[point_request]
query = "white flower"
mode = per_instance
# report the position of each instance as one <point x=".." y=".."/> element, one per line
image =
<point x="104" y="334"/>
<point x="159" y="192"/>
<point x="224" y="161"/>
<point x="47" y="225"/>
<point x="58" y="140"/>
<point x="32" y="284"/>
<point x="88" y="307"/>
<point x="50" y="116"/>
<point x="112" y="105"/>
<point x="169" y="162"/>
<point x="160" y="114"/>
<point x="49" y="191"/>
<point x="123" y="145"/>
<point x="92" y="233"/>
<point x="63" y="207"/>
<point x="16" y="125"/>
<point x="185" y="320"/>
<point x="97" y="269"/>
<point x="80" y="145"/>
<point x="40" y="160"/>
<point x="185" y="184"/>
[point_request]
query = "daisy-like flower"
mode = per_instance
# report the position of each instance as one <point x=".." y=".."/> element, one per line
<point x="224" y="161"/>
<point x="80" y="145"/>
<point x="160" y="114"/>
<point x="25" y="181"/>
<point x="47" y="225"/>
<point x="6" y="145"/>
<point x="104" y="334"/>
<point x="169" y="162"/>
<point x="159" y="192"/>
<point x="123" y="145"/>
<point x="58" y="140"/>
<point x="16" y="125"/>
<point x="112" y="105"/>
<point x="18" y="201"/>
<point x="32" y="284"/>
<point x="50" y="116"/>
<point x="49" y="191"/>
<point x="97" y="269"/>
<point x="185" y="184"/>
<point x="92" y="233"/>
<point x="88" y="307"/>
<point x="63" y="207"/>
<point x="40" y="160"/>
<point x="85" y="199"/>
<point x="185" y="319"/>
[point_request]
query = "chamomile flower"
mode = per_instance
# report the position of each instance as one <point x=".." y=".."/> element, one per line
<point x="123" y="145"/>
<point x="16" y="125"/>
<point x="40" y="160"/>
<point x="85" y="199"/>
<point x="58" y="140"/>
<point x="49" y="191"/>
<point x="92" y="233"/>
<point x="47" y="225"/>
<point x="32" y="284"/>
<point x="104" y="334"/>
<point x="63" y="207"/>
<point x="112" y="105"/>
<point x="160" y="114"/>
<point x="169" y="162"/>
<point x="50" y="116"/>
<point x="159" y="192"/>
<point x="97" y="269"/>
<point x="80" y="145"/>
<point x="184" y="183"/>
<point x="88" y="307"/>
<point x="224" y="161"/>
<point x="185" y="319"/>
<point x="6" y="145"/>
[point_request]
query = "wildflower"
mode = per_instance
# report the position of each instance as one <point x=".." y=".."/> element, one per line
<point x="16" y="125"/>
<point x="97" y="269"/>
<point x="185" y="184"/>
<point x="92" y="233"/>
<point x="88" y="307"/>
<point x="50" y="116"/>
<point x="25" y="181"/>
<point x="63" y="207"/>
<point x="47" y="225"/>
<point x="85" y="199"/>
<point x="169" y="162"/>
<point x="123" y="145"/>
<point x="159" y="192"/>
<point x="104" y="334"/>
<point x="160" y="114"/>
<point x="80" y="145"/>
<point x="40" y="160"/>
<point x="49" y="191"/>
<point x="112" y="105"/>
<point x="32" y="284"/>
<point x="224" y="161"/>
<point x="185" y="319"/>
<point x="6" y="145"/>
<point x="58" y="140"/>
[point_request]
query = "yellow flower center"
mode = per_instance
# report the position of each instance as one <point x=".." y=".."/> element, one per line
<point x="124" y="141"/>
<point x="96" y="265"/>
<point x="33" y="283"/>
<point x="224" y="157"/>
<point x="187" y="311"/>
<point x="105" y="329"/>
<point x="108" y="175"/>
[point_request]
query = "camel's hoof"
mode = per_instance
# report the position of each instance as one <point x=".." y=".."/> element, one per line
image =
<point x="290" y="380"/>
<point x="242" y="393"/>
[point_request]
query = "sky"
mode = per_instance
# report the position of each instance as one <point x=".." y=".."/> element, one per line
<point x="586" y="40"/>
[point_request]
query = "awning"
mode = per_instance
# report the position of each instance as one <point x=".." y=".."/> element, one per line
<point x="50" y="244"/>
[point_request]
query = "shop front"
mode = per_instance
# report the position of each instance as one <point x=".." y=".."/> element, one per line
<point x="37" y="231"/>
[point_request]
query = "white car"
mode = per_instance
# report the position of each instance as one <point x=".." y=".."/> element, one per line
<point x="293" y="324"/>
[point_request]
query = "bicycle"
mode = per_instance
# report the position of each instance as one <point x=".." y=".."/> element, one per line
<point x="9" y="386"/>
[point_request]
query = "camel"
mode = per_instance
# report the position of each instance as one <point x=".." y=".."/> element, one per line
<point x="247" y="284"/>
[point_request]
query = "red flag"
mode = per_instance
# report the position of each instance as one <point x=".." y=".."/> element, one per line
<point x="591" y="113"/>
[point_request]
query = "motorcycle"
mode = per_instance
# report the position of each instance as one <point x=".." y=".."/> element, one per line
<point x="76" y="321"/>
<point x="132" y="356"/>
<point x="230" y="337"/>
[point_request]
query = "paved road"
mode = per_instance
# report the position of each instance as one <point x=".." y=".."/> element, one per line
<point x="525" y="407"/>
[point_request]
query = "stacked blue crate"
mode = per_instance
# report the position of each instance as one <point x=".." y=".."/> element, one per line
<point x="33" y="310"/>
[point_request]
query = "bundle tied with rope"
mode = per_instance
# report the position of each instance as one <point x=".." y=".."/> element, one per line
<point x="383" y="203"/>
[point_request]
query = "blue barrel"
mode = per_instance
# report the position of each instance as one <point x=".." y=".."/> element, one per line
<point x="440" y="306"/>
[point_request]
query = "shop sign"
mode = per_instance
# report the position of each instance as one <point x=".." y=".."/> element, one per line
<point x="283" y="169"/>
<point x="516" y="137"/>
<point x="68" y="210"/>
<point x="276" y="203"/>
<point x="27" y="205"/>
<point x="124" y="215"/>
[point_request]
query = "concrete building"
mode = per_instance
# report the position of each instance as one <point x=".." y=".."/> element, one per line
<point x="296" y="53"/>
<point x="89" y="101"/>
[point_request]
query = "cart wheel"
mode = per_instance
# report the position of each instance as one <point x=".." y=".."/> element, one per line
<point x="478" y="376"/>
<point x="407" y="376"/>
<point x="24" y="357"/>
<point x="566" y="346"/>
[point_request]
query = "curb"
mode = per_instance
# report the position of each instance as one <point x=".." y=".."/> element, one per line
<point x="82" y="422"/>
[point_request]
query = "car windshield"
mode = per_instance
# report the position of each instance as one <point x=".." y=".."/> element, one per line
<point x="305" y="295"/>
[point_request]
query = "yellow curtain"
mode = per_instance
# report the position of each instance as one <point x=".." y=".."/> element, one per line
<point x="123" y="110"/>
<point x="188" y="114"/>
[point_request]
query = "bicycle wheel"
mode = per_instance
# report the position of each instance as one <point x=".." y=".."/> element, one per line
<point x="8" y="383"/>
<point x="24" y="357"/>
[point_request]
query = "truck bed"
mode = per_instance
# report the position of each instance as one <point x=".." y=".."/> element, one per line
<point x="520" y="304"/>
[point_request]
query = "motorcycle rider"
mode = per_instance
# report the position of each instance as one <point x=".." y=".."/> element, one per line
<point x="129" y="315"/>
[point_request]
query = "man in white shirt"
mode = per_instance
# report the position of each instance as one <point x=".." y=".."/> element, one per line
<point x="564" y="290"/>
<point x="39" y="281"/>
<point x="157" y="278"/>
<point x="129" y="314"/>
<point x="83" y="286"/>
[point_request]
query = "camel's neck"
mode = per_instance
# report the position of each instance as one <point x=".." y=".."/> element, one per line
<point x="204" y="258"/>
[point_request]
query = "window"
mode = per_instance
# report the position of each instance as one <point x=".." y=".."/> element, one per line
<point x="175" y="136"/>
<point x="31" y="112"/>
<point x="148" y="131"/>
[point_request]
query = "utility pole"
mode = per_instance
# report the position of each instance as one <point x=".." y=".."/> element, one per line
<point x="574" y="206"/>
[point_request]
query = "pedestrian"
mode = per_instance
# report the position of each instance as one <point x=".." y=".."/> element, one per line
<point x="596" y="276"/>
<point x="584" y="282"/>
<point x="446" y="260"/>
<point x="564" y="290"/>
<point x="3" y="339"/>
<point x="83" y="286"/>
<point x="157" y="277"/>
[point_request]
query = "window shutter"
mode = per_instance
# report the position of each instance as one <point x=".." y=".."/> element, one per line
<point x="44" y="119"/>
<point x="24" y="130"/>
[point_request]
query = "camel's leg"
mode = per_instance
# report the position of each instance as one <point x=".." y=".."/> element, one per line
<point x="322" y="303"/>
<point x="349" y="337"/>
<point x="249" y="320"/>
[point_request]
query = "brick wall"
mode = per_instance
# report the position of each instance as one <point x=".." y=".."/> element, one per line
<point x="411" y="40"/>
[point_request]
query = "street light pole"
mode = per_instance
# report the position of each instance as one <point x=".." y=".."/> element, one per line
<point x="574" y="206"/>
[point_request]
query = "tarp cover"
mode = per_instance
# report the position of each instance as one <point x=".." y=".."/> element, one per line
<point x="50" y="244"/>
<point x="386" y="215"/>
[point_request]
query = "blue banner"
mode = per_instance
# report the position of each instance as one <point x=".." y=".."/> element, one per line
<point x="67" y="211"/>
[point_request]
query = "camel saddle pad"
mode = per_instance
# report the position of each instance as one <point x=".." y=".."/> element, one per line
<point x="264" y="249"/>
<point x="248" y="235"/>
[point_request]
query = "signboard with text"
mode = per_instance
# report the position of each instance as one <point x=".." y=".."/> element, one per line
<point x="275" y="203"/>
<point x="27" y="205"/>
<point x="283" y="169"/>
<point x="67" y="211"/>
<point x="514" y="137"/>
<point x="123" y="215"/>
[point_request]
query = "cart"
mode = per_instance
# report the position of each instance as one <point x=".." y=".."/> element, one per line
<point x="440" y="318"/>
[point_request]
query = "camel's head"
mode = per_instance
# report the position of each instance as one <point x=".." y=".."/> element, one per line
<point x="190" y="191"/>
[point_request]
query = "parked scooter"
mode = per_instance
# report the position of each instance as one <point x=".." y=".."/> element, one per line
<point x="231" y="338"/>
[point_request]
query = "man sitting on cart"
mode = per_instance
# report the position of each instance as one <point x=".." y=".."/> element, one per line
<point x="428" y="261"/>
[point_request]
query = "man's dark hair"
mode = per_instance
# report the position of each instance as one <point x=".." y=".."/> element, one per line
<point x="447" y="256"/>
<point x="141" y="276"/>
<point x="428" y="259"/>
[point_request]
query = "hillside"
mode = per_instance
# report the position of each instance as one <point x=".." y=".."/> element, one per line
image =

::::

Locate each line in the entries above that contains the string "with", and copy those lines out in full. Case counts when matching.

query = "bundle tied with rope"
query = "signboard with text"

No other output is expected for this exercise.